For this exercise, repeat the records below exactly and omit every picture.
*** PROVIDED ENTRIES Section Begins ***
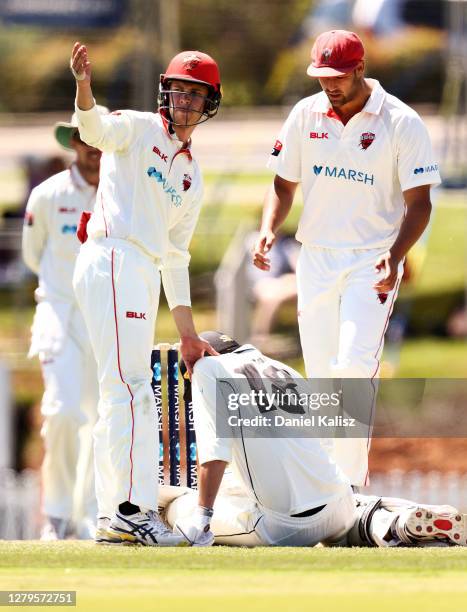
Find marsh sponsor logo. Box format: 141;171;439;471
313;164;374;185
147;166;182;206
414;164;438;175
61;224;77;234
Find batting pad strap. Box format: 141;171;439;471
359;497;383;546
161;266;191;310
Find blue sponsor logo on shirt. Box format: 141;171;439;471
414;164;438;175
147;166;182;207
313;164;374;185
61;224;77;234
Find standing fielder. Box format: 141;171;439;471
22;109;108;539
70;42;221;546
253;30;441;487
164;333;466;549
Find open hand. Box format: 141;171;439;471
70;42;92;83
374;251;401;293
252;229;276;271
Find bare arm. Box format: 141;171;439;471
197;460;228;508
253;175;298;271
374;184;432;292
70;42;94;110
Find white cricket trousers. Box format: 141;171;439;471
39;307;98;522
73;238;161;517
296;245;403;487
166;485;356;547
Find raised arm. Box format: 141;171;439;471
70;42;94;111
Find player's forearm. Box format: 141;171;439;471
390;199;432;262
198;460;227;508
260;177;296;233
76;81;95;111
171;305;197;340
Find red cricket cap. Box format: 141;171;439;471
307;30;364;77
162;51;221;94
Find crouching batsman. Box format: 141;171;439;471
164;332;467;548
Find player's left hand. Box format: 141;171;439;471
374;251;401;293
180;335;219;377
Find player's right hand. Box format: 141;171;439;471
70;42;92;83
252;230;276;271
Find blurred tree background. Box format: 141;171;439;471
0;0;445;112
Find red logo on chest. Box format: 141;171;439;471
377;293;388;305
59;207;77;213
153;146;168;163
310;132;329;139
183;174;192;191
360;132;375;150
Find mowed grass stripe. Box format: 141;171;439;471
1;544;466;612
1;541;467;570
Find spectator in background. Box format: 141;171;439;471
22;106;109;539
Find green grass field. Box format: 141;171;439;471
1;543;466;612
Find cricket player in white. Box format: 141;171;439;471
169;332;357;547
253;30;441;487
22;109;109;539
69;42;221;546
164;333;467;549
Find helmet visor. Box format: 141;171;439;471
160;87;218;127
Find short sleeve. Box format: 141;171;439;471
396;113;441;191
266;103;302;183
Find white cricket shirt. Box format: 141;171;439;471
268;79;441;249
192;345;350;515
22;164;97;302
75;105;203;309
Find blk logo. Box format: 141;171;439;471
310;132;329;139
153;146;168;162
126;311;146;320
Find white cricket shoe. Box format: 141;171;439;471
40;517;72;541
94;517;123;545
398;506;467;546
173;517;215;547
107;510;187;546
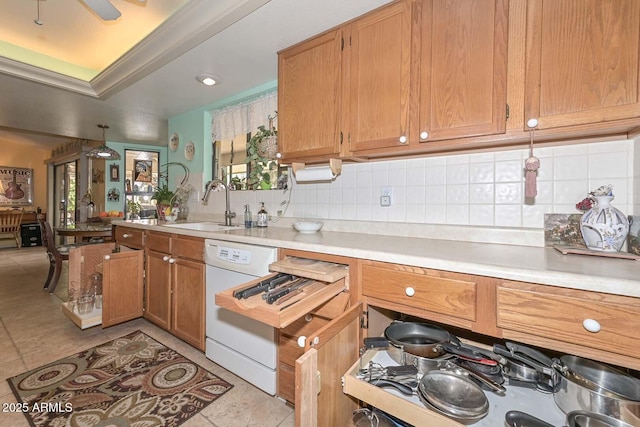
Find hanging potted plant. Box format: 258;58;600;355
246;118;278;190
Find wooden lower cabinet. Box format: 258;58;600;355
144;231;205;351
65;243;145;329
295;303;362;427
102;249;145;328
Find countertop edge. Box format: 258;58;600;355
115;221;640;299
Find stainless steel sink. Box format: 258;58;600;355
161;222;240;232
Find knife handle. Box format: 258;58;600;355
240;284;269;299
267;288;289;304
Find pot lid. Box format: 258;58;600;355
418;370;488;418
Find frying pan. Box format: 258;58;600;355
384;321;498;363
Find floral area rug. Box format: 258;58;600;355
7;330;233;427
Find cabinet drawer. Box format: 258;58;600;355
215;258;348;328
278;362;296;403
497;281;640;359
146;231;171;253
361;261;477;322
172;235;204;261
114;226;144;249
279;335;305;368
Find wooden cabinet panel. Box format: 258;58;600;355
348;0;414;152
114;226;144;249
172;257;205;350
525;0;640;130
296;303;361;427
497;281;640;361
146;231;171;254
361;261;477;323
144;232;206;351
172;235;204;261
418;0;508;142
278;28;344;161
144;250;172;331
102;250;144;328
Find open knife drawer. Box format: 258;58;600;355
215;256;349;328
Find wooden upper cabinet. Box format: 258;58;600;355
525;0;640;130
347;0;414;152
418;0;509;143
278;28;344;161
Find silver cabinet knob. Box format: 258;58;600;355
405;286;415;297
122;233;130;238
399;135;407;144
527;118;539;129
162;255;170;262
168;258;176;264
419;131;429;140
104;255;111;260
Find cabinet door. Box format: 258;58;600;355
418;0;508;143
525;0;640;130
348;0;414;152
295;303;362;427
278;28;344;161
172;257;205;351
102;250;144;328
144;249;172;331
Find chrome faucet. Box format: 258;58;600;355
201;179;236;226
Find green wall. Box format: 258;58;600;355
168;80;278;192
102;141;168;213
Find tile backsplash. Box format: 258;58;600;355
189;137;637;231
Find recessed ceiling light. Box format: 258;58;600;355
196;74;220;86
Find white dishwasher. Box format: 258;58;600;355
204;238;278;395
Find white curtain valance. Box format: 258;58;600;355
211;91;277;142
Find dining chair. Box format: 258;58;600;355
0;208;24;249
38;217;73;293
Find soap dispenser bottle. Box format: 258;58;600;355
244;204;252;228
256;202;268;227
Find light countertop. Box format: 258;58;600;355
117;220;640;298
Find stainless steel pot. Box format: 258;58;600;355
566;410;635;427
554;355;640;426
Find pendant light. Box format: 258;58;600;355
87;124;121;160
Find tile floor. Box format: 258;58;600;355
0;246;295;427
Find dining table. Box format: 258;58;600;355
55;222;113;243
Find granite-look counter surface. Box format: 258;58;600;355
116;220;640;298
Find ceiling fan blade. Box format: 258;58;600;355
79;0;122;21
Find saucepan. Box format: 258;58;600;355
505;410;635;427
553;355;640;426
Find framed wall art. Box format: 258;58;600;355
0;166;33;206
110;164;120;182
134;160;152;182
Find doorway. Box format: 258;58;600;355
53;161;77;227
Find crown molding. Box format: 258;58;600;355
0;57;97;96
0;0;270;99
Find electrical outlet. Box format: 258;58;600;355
*** PROVIDED ENTRIES Section Ends ***
### SOLUTION TO THE EXERCISE
Find marsh sponsor logo. Box format: 141;171;439;471
313;164;374;185
147;166;182;206
414;164;438;175
61;224;77;234
Find batting pad strap. Box format: 141;171;439;471
359;497;383;546
161;266;191;310
Find blue sponsor logo on shirt. Box format: 141;171;439;471
414;164;438;175
147;166;182;207
313;164;374;185
61;224;77;234
Find standing fielder. Box format: 141;171;439;471
22;109;108;539
70;42;221;546
253;30;441;487
164;333;466;549
Find open hand. Box format: 141;171;439;471
70;42;92;83
374;251;401;293
252;229;276;271
Find bare arm. Box format: 141;171;439;471
197;460;228;508
253;175;298;271
374;184;432;292
70;42;94;110
Find white cricket trousers. Box format: 141;171;439;471
39;307;98;522
73;238;161;517
296;245;403;487
166;485;356;547
Find raised arm. Box format: 141;171;439;471
70;42;94;111
Find player's forearm. Box format: 141;171;439;471
390;199;432;262
198;460;227;508
260;177;296;233
76;81;95;111
171;305;197;340
Find red cricket cap. Box format: 141;171;439;471
307;30;364;77
162;51;221;94
Find crouching batsman. Box format: 141;171;439;471
164;332;467;548
Find player's left hand. Box format: 141;171;439;471
374;251;401;293
180;335;219;377
Find player's right hand. Box format: 141;171;439;471
70;42;92;83
252;230;276;271
Find blurred tree background. Box format: 141;171;439;471
0;0;445;112
Find red logo on chest. Box format: 141;171;439;471
377;293;388;305
59;207;77;213
153;146;168;163
310;132;329;139
183;174;192;191
360;132;375;150
Find mowed grass stripe. Box format: 141;171;439;471
1;544;466;612
1;541;467;570
Find spectator in background. Box format: 141;171;439;471
22;106;109;539
Find green grass field. Box format: 141;171;439;471
1;543;466;612
Find cricket player in white. Box format: 141;171;439;471
169;332;357;547
253;30;441;487
22;109;109;539
69;42;221;546
164;333;467;549
Find helmet visor. Box format: 141;171;439;471
160;87;218;127
Find short sleeve. Box format: 141;171;439;471
396;113;441;191
266;103;302;183
Find white cricket shirt. Box format: 141;171;439;471
268;79;441;249
192;345;350;515
22;164;97;302
75;105;203;309
Find blk logo. Box format: 141;171;439;471
310;132;329;139
153;146;168;162
126;311;146;320
Find white cricket shoe. Box format: 141;171;439;471
40;517;72;541
94;517;123;545
398;506;467;546
173;517;215;547
107;510;187;546
Find hanging potted plant. Box format: 258;58;600;355
246;118;278;190
Find wooden lower cabinet. Box format: 258;58;600;355
144;231;205;351
65;243;145;329
295;303;362;427
102;249;145;328
Find countertop edge. Box format: 258;58;600;355
115;221;640;299
Find stainless steel sink. Box format: 258;58;600;355
161;222;240;232
Find knife handle. Box format: 258;58;600;355
240;284;269;299
267;288;289;304
Find pot lid. Box format: 258;58;600;355
418;370;488;418
Find frying pan. Box format: 258;58;600;355
384;321;498;363
Find floral area rug. Box format: 258;58;600;355
7;330;233;427
Find cabinet drawer. Box format: 258;58;600;355
215;258;348;328
278;362;296;403
497;281;640;359
146;231;171;253
361;261;477;322
172;235;204;261
114;226;144;249
279;335;305;368
Find wooden cabinet panel. Box format: 258;58;600;355
348;0;414;152
114;226;144;249
172;257;205;350
525;0;640;130
296;303;361;427
497;281;640;361
146;231;171;254
361;261;477;323
144;232;206;351
172;235;204;261
418;0;508;142
278;28;344;161
144;250;172;331
102;250;144;328
Find open knife drawer. Box format: 258;58;600;355
215;256;349;328
Find wooden upper cabinet. Box format: 258;58;600;355
525;0;640;130
347;0;414;152
418;0;509;143
278;28;344;161
Find silver cabinet knob. Box format: 258;58;600;355
405;286;415;297
122;233;130;238
399;135;407;144
527;118;539;129
162;255;170;262
168;258;176;264
419;131;429;140
104;255;111;260
Find cabinet door. Box format: 258;58;600;355
418;0;508;143
525;0;640;130
348;0;414;152
295;303;362;427
278;28;344;161
172;257;205;351
102;250;144;328
144;249;172;331
Find chrome faucet. Box format: 258;58;600;355
201;179;236;226
Find green wall. Box format: 258;58;600;355
168;80;278;192
102;141;168;213
Find tile backsplash. Box format: 258;58;600;355
189;137;637;231
Find recessed ceiling light. Box format: 258;58;600;355
196;74;220;86
Find white dishwasher. Box format: 258;58;600;355
204;238;278;395
Find white curtain valance. Box format: 258;58;600;355
211;91;277;142
Find dining chair. Box format: 258;58;600;355
0;208;24;249
38;217;73;293
Find soap dispenser bottle. Box format: 258;58;600;355
244;204;252;228
256;202;268;227
Find light countertop. Box format: 258;58;600;355
117;220;640;298
Find stainless steel pot. Box format: 258;58;600;355
566;410;635;427
554;355;640;426
Find pendant light. Box format: 258;58;600;355
87;124;121;160
Find tile floor. Box format: 258;58;600;355
0;246;295;427
Find dining table. Box format: 258;58;600;355
55;222;113;243
Find granite-look counter surface. Box format: 258;58;600;355
116;220;640;298
Find ceiling fan blade. Box format: 258;58;600;355
79;0;122;21
Find saucepan. Box format: 258;58;600;355
505;410;635;427
553;355;640;426
Find framed wall art. Box format: 258;58;600;355
0;166;33;206
110;164;120;182
134;160;152;182
Find doorway. Box format: 258;58;600;355
53;161;77;227
Find crown molding. Box format: 258;58;600;355
0;57;97;96
0;0;270;99
Find electrical outlet. Box format: 258;58;600;355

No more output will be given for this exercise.